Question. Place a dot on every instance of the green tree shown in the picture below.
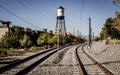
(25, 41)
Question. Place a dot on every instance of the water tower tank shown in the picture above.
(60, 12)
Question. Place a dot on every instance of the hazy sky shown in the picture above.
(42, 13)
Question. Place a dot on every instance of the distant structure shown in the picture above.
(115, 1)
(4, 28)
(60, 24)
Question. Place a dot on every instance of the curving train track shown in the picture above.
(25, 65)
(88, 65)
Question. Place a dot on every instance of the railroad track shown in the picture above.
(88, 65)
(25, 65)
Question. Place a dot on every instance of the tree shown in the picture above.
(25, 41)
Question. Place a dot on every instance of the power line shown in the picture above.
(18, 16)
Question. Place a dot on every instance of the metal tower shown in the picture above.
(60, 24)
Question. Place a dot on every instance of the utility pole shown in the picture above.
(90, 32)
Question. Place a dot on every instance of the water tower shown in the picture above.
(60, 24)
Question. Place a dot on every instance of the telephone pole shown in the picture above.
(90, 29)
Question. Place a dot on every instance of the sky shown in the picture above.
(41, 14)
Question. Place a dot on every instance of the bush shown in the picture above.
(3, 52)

──────────

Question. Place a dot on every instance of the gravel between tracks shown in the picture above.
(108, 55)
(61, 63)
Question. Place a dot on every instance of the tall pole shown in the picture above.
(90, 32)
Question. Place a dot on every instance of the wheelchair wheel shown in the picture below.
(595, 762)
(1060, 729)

──────────

→ Work to be completed: Please write out again, unchanged, everything in the records from the line containing "Question. Place a dot on every instance of the gravel" down to the line containing "(1060, 729)", including both of those lines.

→ Answer to this exercise:
Question. Place a dot on every instance of the gravel between tracks shown in the picture above.
(108, 55)
(61, 63)
Question. Place a dot on every instance of the tall pole shown in the picture above.
(90, 32)
Question. Place a dot on every instance of the wheelchair wheel shown in the picture below.
(595, 762)
(1060, 729)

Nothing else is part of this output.